> Document text
Hiking The Sierra High Route
On this burly, 210-mile traverse, which crosses 33 passes and barely touches established trails, you can find Alaska-sized scenery, complete solitude, and just enough risk to keep things interesting.
Heading out the door? Read this article on the new Outside+ app available now on iOS devices for members! Download the app.

North Palisade, California’s third highest peak – Photos by Steve Howe

Dusy Basin

Minaret Lake beneath the Ritter Range

Descending Mt. Conness

Campsite below Cirque Pass
Think you can’t find life-altering adventure in the Lower 48? Think again. Right under Yosemite’s nose is an extra-burly route that gave our battle-scarred veteran more than he bargained for: more scenery, more solitude, and more jaw-tightening risk. Join him on an Alaska-size trek across a landscape of irresistible power.
The pond is so blue I can’t tell if I’m descending to a lake or climbing out of a hole into the sky. The question doesn’t even seem weird to my oxygen-starved brain, still ditzy from clambering across 11,500-foot Red Pass. I’ve barely begun this trek, and already things are feeling surreal. They don’t get any more normal once I reach the uncanny blue oval, its translucent sapphire water so clear I can see 20 feet down.
I strip for a quick baptism to wash off the 6,400 feet of climbing and five passes I’ve crossed since joining the Sierra High Route at Kings Canyon two days ago. The cold slap of September-cool water reorients me. The map says this is Marion Lake, at mile 23. Only 160 miles to go.

Point-based annotation data
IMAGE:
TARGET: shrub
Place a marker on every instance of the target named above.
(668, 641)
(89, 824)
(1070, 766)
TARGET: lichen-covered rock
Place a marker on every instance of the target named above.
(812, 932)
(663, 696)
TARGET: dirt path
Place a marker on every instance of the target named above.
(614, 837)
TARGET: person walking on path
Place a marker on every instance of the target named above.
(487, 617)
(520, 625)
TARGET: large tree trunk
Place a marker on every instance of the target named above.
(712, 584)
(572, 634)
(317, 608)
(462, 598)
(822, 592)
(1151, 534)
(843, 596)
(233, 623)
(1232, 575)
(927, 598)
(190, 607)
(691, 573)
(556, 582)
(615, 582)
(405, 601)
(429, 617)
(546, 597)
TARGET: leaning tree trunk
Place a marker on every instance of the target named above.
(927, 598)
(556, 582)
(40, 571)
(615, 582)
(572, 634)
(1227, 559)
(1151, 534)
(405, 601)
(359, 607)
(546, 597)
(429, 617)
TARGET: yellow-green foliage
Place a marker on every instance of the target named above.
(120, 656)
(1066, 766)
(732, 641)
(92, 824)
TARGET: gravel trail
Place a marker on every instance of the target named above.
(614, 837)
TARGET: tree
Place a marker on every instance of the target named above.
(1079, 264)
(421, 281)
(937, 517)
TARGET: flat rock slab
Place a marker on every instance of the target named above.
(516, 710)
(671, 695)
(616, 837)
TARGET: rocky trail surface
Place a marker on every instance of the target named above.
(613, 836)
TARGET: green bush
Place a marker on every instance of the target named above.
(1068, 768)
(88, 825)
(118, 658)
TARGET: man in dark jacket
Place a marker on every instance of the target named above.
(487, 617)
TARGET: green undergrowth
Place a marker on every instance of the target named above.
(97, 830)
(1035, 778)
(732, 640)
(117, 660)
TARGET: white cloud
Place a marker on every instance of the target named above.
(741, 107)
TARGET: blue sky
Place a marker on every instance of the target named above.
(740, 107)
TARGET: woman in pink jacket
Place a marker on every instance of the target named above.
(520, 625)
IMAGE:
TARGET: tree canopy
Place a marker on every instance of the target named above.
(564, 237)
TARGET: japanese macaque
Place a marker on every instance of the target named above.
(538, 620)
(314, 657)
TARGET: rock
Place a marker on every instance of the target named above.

> Task goal
Continue the article about hiking the Sierra High Route, picking up after its final sentence.

> Output of the task
Conceived by climber Steve Roper in 1977 and first published in his book Sierra High Route: Traversing Timberline Country, the SHR is a classic mountain journey similar to the John Muir Trail (JMT), but with a huge difference: It touches trails only grudgingly, and it rarely dips below 10,000 feet. Steep, rocky, and often hazardous, it’s thru-hiked only half a dozen times each year and requires more self-reliance and routefinding skill than the average trail hiker possesses.
Yet every inch is also achingly beautiful. Since I left Road’s End in Kings Canyon, I’ve been staggered by the flower-filled meadows, skyscraping cirques, and clear streams flowing over polished granite slabs. If there’s a Shangri-La in the Lower 48, the Sierra may be it. And if there’s a Shangri-La in the Sierra, the lake I’m crawling out of might get my vote.
The window of my Torrey, Utah, office looks out on a hedgerow. It’s thick and impenetrably green, another one of those ridiculously effective barriers of suburban chlorophyll. Somewhere behind it is the red uplift of Capitol Reef National Park, but in the months before I hit the SHR I’d been too boxed in–by shrubbery and deadlines–to get out into it. By summer’s end, thick around the middle from too little activity and too many nachos, I needed to escape.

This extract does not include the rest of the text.